Every entry is to be set down a second time, precisely as written.

Source records
• • • • •
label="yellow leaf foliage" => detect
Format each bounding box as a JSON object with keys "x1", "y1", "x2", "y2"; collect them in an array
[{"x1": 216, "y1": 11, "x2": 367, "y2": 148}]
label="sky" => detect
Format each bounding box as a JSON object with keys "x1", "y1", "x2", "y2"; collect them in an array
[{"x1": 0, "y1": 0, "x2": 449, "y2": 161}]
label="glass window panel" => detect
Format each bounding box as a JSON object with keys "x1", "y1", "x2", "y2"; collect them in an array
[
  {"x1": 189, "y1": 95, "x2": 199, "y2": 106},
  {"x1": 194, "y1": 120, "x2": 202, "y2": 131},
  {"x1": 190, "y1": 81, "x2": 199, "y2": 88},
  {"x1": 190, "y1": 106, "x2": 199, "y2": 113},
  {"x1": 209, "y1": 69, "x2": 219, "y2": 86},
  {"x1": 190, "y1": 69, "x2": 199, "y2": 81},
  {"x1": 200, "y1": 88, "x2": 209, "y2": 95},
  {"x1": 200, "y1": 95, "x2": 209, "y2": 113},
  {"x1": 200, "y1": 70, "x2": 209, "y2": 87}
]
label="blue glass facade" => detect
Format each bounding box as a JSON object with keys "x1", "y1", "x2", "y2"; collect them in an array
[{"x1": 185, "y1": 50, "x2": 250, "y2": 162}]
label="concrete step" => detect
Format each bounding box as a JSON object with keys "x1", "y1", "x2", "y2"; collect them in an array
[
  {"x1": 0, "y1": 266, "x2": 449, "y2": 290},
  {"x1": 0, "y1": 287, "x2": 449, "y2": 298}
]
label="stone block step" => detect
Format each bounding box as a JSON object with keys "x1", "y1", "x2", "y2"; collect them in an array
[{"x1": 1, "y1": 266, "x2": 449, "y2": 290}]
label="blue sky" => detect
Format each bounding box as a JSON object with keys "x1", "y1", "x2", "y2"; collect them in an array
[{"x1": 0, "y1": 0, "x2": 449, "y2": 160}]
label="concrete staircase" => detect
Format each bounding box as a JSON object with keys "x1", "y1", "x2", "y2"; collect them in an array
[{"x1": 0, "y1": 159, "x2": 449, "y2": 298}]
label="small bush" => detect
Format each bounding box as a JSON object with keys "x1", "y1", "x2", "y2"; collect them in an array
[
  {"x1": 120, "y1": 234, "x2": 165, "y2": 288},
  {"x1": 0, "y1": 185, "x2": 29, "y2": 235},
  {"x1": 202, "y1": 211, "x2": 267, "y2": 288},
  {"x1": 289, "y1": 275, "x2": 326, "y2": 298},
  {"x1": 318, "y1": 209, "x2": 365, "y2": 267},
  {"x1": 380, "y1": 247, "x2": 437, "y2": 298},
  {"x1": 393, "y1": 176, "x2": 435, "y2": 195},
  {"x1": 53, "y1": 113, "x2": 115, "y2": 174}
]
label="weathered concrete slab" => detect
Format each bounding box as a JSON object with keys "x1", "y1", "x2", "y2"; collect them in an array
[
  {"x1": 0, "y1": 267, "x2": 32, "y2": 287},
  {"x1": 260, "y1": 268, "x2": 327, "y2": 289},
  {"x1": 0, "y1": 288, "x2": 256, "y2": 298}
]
• • • • •
• _Answer to the problem_:
label="yellow leaf foliage" => detect
Format each bounding box as a JSON object with keys "x1", "y1", "x2", "y2"; collect them in an array
[{"x1": 216, "y1": 11, "x2": 367, "y2": 148}]
label="sky" => detect
Format each bounding box as a JSON object with keys "x1", "y1", "x2", "y2"; collect them in an array
[{"x1": 0, "y1": 0, "x2": 449, "y2": 161}]
label="glass window panel" => detect
Format each bounding box as a JSON object with keys "x1", "y1", "x2", "y2"; collect them in an array
[
  {"x1": 189, "y1": 95, "x2": 199, "y2": 106},
  {"x1": 194, "y1": 120, "x2": 202, "y2": 131},
  {"x1": 190, "y1": 81, "x2": 199, "y2": 88},
  {"x1": 190, "y1": 106, "x2": 199, "y2": 113},
  {"x1": 209, "y1": 69, "x2": 219, "y2": 86},
  {"x1": 190, "y1": 69, "x2": 199, "y2": 81},
  {"x1": 200, "y1": 88, "x2": 209, "y2": 95},
  {"x1": 200, "y1": 95, "x2": 209, "y2": 113},
  {"x1": 200, "y1": 70, "x2": 209, "y2": 87}
]
label="blue glass facade" => detect
Format each bounding box as a JSON object with keys "x1", "y1", "x2", "y2"; collect them in an array
[{"x1": 185, "y1": 50, "x2": 250, "y2": 162}]
label="concrete step" => detect
Format each bounding box as a JSON object with keys "x1", "y1", "x2", "y2"; collect them in an array
[
  {"x1": 0, "y1": 266, "x2": 449, "y2": 290},
  {"x1": 0, "y1": 287, "x2": 449, "y2": 298}
]
label="stone block step" => detect
Format each bounding box as a JSON object with keys "x1", "y1", "x2", "y2"; collect them in an array
[{"x1": 1, "y1": 266, "x2": 449, "y2": 290}]
label="blue sky" => detect
Format each bounding box as a JSON object with keys "x1", "y1", "x2", "y2"; collect them in an array
[{"x1": 0, "y1": 0, "x2": 449, "y2": 160}]
label="concrete staircase" => detect
Format each bounding box as a JSON object with keys "x1", "y1", "x2", "y2"; collect them in an array
[{"x1": 0, "y1": 159, "x2": 449, "y2": 298}]
label="small bush" => detect
Format each bounding box as a JSON object with keys "x1", "y1", "x2", "y2"; collect them in an array
[
  {"x1": 120, "y1": 234, "x2": 165, "y2": 288},
  {"x1": 0, "y1": 185, "x2": 29, "y2": 235},
  {"x1": 202, "y1": 211, "x2": 267, "y2": 288},
  {"x1": 289, "y1": 275, "x2": 326, "y2": 298},
  {"x1": 318, "y1": 209, "x2": 365, "y2": 267},
  {"x1": 380, "y1": 247, "x2": 437, "y2": 298},
  {"x1": 393, "y1": 176, "x2": 435, "y2": 195},
  {"x1": 53, "y1": 113, "x2": 115, "y2": 174}
]
label="weathered concrete slab" => detect
Format each bounding box as a JSON object with keys "x1", "y1", "x2", "y2"; collect them in an array
[
  {"x1": 0, "y1": 267, "x2": 32, "y2": 287},
  {"x1": 260, "y1": 268, "x2": 327, "y2": 289},
  {"x1": 0, "y1": 288, "x2": 256, "y2": 298}
]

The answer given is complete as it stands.